Recorded data:
----
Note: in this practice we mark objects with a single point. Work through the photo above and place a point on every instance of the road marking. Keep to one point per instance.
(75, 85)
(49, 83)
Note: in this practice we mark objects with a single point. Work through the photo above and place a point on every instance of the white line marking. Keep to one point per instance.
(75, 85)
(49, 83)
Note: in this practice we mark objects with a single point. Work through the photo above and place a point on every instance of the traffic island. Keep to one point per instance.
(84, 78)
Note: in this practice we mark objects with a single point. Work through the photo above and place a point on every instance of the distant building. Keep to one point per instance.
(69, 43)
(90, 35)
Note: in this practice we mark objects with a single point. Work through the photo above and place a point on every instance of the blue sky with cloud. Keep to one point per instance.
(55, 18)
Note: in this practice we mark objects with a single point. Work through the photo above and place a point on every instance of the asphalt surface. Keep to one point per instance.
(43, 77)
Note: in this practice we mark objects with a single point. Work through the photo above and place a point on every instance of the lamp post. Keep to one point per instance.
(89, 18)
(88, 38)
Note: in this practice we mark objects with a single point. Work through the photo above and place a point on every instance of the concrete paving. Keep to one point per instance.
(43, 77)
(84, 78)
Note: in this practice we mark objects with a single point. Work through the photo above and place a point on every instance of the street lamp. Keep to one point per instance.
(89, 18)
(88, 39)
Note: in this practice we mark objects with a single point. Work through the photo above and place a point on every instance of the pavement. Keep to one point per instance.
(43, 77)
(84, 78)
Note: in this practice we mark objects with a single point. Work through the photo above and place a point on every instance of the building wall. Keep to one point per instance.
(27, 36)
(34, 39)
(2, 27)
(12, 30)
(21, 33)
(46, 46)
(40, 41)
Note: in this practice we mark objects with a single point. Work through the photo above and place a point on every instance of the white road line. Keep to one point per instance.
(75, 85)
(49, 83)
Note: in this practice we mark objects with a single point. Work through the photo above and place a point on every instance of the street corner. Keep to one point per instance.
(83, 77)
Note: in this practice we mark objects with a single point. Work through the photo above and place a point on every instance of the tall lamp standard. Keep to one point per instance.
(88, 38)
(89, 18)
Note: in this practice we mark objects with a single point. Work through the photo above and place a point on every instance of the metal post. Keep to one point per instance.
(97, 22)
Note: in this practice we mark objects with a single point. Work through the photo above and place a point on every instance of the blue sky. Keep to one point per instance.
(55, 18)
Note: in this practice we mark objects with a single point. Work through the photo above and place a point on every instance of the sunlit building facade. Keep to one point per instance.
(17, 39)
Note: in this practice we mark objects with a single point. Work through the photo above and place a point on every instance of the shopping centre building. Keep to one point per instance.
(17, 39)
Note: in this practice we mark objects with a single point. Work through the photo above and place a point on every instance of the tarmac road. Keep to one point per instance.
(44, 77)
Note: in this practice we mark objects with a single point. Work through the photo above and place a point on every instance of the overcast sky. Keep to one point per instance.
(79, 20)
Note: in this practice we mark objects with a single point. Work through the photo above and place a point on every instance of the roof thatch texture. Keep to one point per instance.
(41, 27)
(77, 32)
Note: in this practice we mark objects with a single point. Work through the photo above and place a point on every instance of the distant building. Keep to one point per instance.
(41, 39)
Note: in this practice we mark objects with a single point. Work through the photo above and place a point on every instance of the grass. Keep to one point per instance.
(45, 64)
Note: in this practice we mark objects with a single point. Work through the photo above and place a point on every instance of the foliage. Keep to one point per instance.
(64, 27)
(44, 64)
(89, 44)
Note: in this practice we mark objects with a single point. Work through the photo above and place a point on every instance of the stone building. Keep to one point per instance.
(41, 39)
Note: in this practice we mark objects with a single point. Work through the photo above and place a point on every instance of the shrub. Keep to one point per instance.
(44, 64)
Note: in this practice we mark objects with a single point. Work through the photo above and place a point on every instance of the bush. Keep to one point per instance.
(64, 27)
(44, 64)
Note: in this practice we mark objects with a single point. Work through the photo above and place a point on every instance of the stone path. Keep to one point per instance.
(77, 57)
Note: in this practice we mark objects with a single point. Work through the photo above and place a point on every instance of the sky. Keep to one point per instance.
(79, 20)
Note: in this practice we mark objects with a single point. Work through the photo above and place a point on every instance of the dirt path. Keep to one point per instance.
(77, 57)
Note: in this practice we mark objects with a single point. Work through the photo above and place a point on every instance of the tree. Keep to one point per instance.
----
§ EXERCISE PROMPT:
Output, unchanged, the lines from the line with "stone building. Keep to one point per instance." through the final line of the material.

§ PROBLEM SOLUTION:
Note: in this practice we mark objects with a single point. Work through the photo above and place a point on every instance of the stone building. Keep to one point per instance.
(41, 39)
Note: in this practice we mark objects with a single point. Work through the photo above and place a point on every instance of the shrub. Keep to one point per instance.
(44, 64)
Note: in this practice we mark objects with a single point. Work through the photo above and place a point on every instance of the bush. Keep to one point per instance.
(64, 27)
(44, 64)
Note: in this practice we mark objects with a single point. Work through the photo above and place a point on every instance of the stone path. Keep to one point per instance.
(77, 57)
Note: in this practice we mark objects with a single point. Work through the photo above and place a point on every instance of the sky. Keep to one point per instance.
(79, 20)
Note: in this practice we mark objects with a single point. Work through the photo above and place a point on every instance of the dirt path. Keep to one point per instance.
(77, 57)
Note: in this practice we mark objects with a single point. Work through the photo above and place a point on every instance of the tree. Keep to one point per instance.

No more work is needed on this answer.